● **PASSAGE PROVIDED**:
• • • • • • •

Here, we report the development of a systems approach to defining expertise, using a Bayesian network model and a supra-Bayesian method for its quantification. For concreteness, we focus on the particular problem of assessing levels of expertise in estimating species richness, in this case, the global species richness of multicellular organisms on coral reefs and based on the conceptual model presented by O'Leary et al. (2011). Estimating the number of species either globally or by habitat is a significant problem in ecology, conservation, and resource management (e.g., Mora et al. 2011; Appeltans et al. 2012; Costello et al. 2013; Hamilton et al. 2013). Without adequate, baseline knowledge of the sizes of these species pools, it is impossible to know if species are being lost, or remedial action taken to conserve and manage them is being effective. Despite many attempts over the past decades to estimate total species richness at these large spatial scales, no agreement among these estimates has yet been forthcoming (Caley et al. unpublished, cf. Costello et al. 2013). This lack of convergence is perhaps not surprising, given that for many taxa, the taxonomy is very incomplete. Given the large numbers of species compared with the number of professional taxonomists, discovering, describing, and naming species, decades to centuries will be required to complete the task at current rates of description and depending on how many species actually inhabit Earth (Costello et al. 2013). As a consequence of the existence of this large number of unknown species, estimates of total species richness must rely on some form of statistical extrapolation, often from species discovery curves. Such extrapolation, though, is likely to be compromised for species discovery curves where sampling effort and success of individual collectors (Bebber et al. 2012) varies through time, and by the curvature of such relationships (Bebber et al. 2007). Unless a large proportion of a species pool has been discovered, estimates from extrapolation along such curves will likely be highly uncertain (Bebber et al. 2007).

• • • • • • •

● **Stored data**:
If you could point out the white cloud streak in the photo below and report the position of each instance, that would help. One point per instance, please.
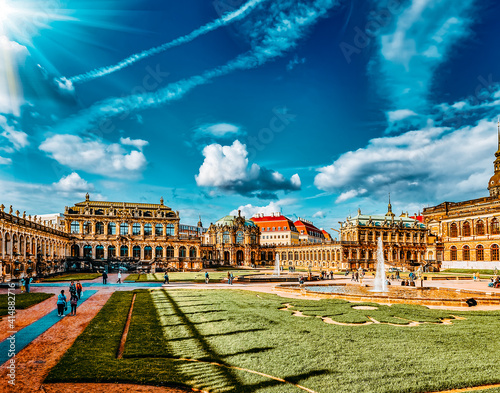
(225, 20)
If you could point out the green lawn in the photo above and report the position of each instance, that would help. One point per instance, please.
(74, 277)
(188, 276)
(23, 300)
(247, 330)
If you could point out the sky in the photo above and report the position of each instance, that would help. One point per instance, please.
(314, 108)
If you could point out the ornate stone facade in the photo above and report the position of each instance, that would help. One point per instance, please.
(28, 246)
(234, 241)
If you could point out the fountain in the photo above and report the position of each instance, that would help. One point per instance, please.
(277, 266)
(380, 283)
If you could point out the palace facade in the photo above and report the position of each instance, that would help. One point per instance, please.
(468, 233)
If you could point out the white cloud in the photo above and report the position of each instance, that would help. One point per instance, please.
(218, 130)
(422, 166)
(250, 210)
(73, 184)
(94, 156)
(11, 93)
(137, 143)
(399, 114)
(415, 44)
(226, 168)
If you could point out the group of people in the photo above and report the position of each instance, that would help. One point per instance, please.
(75, 292)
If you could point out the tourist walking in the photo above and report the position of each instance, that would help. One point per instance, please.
(79, 289)
(72, 289)
(73, 302)
(61, 304)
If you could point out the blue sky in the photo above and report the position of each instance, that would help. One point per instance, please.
(311, 107)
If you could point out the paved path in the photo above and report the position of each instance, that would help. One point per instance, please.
(26, 335)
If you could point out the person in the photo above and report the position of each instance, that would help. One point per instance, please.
(72, 289)
(73, 302)
(27, 282)
(79, 289)
(61, 304)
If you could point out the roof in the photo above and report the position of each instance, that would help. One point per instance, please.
(229, 221)
(379, 220)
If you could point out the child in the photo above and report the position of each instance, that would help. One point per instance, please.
(73, 302)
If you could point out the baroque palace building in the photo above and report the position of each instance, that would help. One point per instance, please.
(468, 232)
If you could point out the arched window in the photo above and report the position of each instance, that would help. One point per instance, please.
(453, 253)
(479, 253)
(495, 227)
(453, 230)
(75, 227)
(124, 251)
(170, 252)
(99, 228)
(182, 252)
(158, 252)
(494, 252)
(136, 252)
(123, 228)
(480, 228)
(86, 227)
(466, 253)
(466, 228)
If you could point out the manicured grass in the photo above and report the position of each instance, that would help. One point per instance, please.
(188, 276)
(74, 277)
(247, 330)
(23, 300)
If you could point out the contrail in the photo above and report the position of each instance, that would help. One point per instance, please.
(278, 38)
(222, 21)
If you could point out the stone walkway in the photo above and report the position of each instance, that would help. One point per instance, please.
(47, 342)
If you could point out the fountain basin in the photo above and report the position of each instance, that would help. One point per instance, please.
(396, 294)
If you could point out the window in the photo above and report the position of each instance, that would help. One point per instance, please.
(480, 228)
(123, 229)
(124, 251)
(466, 229)
(99, 229)
(495, 228)
(453, 230)
(453, 253)
(75, 227)
(479, 253)
(466, 253)
(494, 252)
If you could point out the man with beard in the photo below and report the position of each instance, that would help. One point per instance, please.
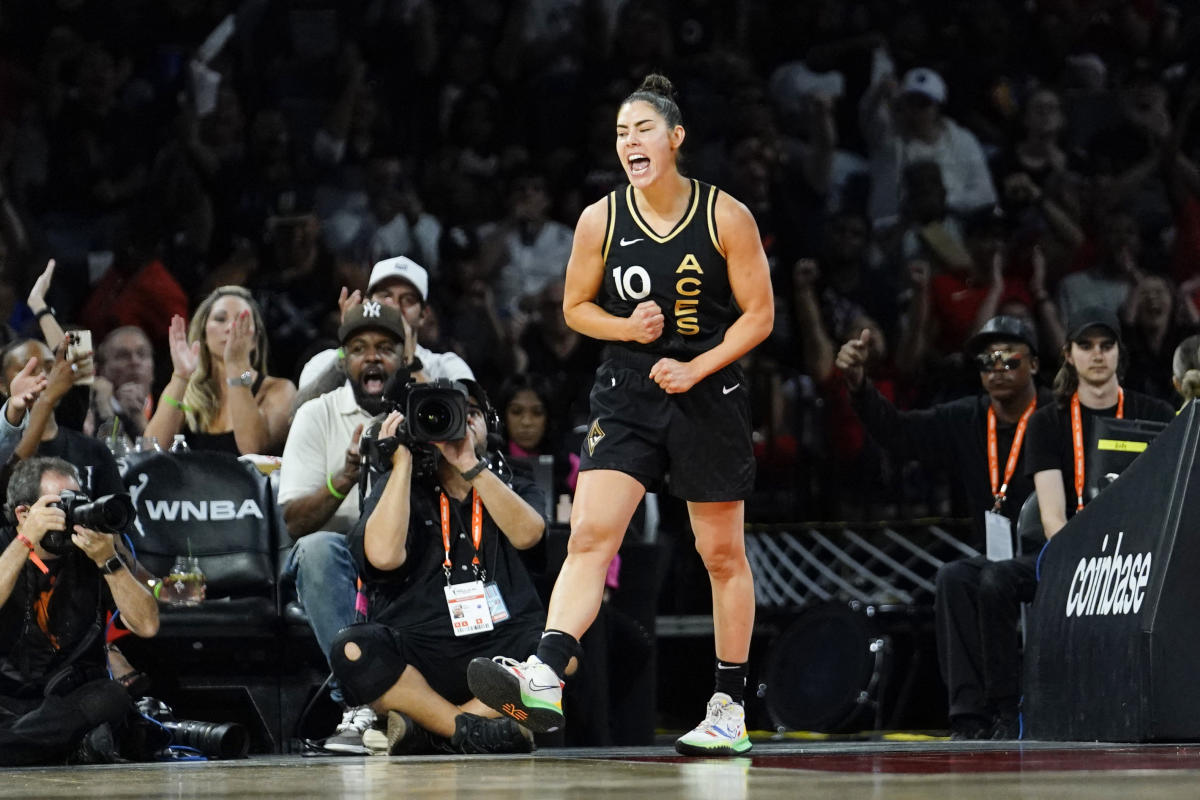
(124, 380)
(319, 492)
(981, 440)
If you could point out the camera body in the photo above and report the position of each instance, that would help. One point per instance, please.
(108, 515)
(433, 411)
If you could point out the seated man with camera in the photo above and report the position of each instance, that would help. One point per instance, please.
(319, 486)
(43, 434)
(61, 571)
(438, 546)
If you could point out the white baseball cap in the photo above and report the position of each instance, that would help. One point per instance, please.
(923, 80)
(401, 268)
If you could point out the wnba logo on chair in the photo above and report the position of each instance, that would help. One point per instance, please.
(1109, 584)
(201, 510)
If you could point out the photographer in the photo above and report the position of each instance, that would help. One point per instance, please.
(437, 533)
(57, 584)
(45, 435)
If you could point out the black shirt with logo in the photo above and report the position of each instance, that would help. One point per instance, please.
(1050, 439)
(412, 597)
(48, 619)
(683, 271)
(954, 437)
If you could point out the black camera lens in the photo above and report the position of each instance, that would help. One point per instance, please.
(109, 513)
(436, 417)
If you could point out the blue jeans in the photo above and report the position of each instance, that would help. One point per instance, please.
(325, 577)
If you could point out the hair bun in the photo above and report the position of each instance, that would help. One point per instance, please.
(658, 84)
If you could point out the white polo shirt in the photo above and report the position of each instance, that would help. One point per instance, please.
(316, 447)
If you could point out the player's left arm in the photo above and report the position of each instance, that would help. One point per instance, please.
(750, 282)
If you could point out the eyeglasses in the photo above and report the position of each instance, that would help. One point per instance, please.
(999, 360)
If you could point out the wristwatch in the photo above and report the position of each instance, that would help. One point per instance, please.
(244, 379)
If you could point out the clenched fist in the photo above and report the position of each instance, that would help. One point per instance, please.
(647, 322)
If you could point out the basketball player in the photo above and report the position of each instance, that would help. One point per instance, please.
(671, 272)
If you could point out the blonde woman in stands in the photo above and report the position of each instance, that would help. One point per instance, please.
(220, 396)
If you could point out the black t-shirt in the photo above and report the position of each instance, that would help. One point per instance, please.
(954, 437)
(75, 597)
(83, 451)
(1049, 439)
(413, 596)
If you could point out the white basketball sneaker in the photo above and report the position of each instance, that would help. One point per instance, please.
(721, 733)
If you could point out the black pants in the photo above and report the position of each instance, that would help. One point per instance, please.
(46, 731)
(977, 607)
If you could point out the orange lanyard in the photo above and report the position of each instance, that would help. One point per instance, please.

• • • • • • •

● **PROBLEMS TO WORK ON**:
**a)** In the passage on estimating species richness, what must estimates of total species richness rely on because so many species are still unknown?
**b)** Pick up the passage on estimating species richness after its last sentence and continue it.

● **ANSWERS FOR THE EXERCISE**:
**a)** Some form of statistical extrapolation, often from species discovery curves.

**b)**
Elsewhere, we have presented a method for estimating total species richness on tropical coral reefs based on the elicitation of expert judgement (Fisher et al. 2012). Our experts were professional taxonomists, and as part of a very knowledge-rich profession, they have much to offer in advancing understanding of total species richness (e.g., Appeltans et al. 2012). Because of the generally incomplete state of taxonomy and because coral reefs host a very considerable portion of all marine species (Knowlton et al. 2010; Plaisance et al. 2011), typically only one or a few taxonomists are available to elicit knowledge from regarding any particular coral reef taxon. This limited number of taxonomists precludes the use of some commonly used protocols for eliciting expert judgements such as broad-scale surveys and workshops. Similarly, the highly specialized nature of taxonomic knowledge demands methods that ensure maximum value is derived from the expert knowledge that is available. For example, where only a single taxonomist is available with knowledge of a particular taxon, it may be appropriate to weight the uncertainty of their estimates by their level of expertise. Alternatively, where two or more taxonomists can be elicited regarding the same taxon, weighting of both their uncertainty and best estimates by their level of expertise may be desirable. While potentially beneficial, to date, no methods that can simultaneously account for a large number of factors related to expertise have been reported.

Material and Methods

We developed an explanatory systems model of levels of expertise in the form of a BN. As described above, in order to provide an explicit framework for the development of this model, the target group was chosen to be practicing professional taxonomists, and the outcome of interest was the estimation of their levels of expertise.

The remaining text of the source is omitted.